• **TO DO**
Print every record exactly.

• **SOURCE MATERIAL**
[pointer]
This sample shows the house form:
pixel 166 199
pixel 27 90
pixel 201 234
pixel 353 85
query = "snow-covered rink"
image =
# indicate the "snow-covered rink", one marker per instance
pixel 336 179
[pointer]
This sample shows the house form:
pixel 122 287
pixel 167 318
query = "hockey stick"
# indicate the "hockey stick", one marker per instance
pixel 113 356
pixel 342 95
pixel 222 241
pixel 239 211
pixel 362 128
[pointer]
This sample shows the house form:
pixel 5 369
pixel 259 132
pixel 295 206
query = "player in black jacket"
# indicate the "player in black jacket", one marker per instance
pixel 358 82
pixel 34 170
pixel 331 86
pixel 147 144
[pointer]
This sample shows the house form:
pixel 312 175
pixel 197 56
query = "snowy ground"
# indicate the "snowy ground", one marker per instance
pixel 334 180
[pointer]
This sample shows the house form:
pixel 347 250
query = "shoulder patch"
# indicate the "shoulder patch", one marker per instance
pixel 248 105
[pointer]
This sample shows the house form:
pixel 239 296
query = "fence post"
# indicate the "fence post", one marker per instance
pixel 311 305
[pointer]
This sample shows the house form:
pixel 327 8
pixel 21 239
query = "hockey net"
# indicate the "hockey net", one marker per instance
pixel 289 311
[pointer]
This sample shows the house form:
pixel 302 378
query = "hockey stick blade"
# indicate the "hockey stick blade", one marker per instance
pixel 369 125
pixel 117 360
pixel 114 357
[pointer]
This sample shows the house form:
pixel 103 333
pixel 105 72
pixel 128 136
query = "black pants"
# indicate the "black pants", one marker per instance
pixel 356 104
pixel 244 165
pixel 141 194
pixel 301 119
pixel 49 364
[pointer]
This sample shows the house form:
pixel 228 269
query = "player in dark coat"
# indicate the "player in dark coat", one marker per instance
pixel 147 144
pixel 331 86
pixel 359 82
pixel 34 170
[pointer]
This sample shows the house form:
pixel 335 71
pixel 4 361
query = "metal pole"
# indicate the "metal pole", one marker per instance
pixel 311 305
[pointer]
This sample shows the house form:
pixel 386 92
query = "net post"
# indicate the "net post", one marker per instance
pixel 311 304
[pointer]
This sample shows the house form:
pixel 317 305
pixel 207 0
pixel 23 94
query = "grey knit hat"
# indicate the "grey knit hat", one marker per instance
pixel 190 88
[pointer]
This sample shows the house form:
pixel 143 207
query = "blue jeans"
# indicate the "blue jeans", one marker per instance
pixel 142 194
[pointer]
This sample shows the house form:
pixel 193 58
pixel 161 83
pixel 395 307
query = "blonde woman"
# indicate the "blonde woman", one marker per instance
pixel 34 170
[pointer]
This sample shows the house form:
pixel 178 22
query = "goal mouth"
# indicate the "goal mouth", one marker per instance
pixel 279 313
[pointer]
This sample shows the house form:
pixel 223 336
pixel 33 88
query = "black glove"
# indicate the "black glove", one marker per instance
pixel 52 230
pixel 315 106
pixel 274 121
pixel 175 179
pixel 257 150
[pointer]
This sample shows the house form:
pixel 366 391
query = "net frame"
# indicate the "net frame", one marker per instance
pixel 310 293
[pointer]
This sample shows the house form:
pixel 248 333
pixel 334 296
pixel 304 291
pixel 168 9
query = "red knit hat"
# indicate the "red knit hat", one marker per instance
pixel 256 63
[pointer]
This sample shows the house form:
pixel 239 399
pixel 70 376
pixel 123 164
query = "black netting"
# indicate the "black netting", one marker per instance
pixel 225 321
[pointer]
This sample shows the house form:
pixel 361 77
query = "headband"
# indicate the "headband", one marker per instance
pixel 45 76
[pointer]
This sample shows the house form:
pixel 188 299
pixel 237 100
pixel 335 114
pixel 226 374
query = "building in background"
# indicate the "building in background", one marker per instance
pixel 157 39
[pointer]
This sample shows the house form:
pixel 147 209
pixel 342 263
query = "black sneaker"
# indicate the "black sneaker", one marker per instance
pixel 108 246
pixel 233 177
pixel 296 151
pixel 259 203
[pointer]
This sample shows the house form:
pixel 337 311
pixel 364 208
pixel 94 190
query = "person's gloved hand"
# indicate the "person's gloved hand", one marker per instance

• **WRITTEN RESPONSE**
[pointer]
This sample shows the house form:
pixel 166 199
pixel 27 90
pixel 201 234
pixel 353 85
query = "snow-covered rink"
image =
# indicate the "snow-covered rink", one marker per instance
pixel 336 179
[pointer]
This sample shows the house form:
pixel 122 287
pixel 167 318
query = "hockey stick"
# indicate the "hockey stick", one marker per instance
pixel 113 356
pixel 342 95
pixel 222 241
pixel 239 211
pixel 362 128
[pointer]
This sample shows the house form:
pixel 5 369
pixel 259 132
pixel 295 206
query = "player in black jacket"
# indicate the "player in black jacket", one marker per instance
pixel 358 82
pixel 34 170
pixel 331 86
pixel 147 144
[pointer]
This sample shows the house form:
pixel 312 175
pixel 197 56
query = "snowy ground"
# indicate the "snowy ground", one marker per instance
pixel 334 180
[pointer]
This sample shows the house form:
pixel 347 250
query = "shoulder patch"
# indicate the "shoulder patch", one marker per instance
pixel 248 105
[pointer]
This sample shows the house form:
pixel 239 296
query = "fence post"
# indicate the "fence post", one marker per instance
pixel 311 305
[pointer]
This sample shows the house form:
pixel 327 8
pixel 21 239
query = "hockey net"
# indicate the "hockey net", one marker per instance
pixel 289 311
[pointer]
This sample shows the house form:
pixel 302 378
query = "hockey stick blade"
# indicate the "hockey stick blade", one marker per instance
pixel 369 125
pixel 117 360
pixel 114 357
[pointer]
This sample shows the house form:
pixel 103 333
pixel 105 72
pixel 128 136
query = "black pants"
# indicate the "black pants", one marker per instance
pixel 356 104
pixel 244 165
pixel 141 194
pixel 301 119
pixel 49 364
[pointer]
This sample shows the house form:
pixel 228 269
query = "player in dark coat"
# indicate the "player in dark coat", one marker per instance
pixel 147 144
pixel 331 86
pixel 359 82
pixel 34 170
[pointer]
This sample shows the house form:
pixel 335 71
pixel 4 361
query = "metal pole"
# indicate the "metal pole", one marker per instance
pixel 311 305
[pointer]
This sample shows the house form:
pixel 386 92
query = "net post"
# indicate the "net post", one marker per instance
pixel 311 304
[pointer]
This sample shows the house form:
pixel 317 305
pixel 207 0
pixel 23 94
query = "grey knit hat"
# indicate the "grey knit hat", one marker per instance
pixel 190 88
[pointer]
This sample shows the house form:
pixel 143 207
query = "blue jeans"
# indicate the "blue jeans", one marker per instance
pixel 142 194
[pointer]
This sample shows the house form:
pixel 193 58
pixel 161 83
pixel 395 307
query = "blonde woman"
# indicate the "blonde woman", one marker per instance
pixel 34 170
[pointer]
This sample shows the house form:
pixel 178 22
query = "goal mouth"
# indicate the "goal mouth", one marker per instance
pixel 279 313
[pointer]
This sample shows the house form:
pixel 223 336
pixel 33 88
query = "black glove"
# indicate the "black glove", one marker per instance
pixel 52 230
pixel 315 106
pixel 274 121
pixel 175 179
pixel 257 150
[pointer]
This sample shows the house form:
pixel 366 391
query = "net frame"
# indicate the "net frame", one marker per instance
pixel 310 293
[pointer]
This sample shows the house form:
pixel 248 333
pixel 334 296
pixel 304 291
pixel 168 9
query = "red knit hat"
# indicate the "red knit hat", one marker per instance
pixel 256 63
[pointer]
This sample shows the house form:
pixel 239 399
pixel 70 376
pixel 123 164
query = "black netting"
# indicate the "black netting", one marker per instance
pixel 225 321
[pointer]
This sample shows the house form:
pixel 361 77
query = "headband"
# indicate the "headband", one marker per instance
pixel 45 76
[pointer]
This sample shows the house form:
pixel 188 299
pixel 237 100
pixel 335 114
pixel 226 374
query = "building in background"
# indicate the "building in background", one marker per instance
pixel 157 39
[pointer]
This sample shows the house form:
pixel 147 209
pixel 342 263
query = "black sneaker"
# indicate the "black sneaker", one marker per instance
pixel 108 246
pixel 233 177
pixel 296 151
pixel 259 203
[pointer]
This sample shows the house form:
pixel 337 311
pixel 364 208
pixel 94 190
query = "person's gloved hand"
# indicate the "person's gloved hand", one marker per instance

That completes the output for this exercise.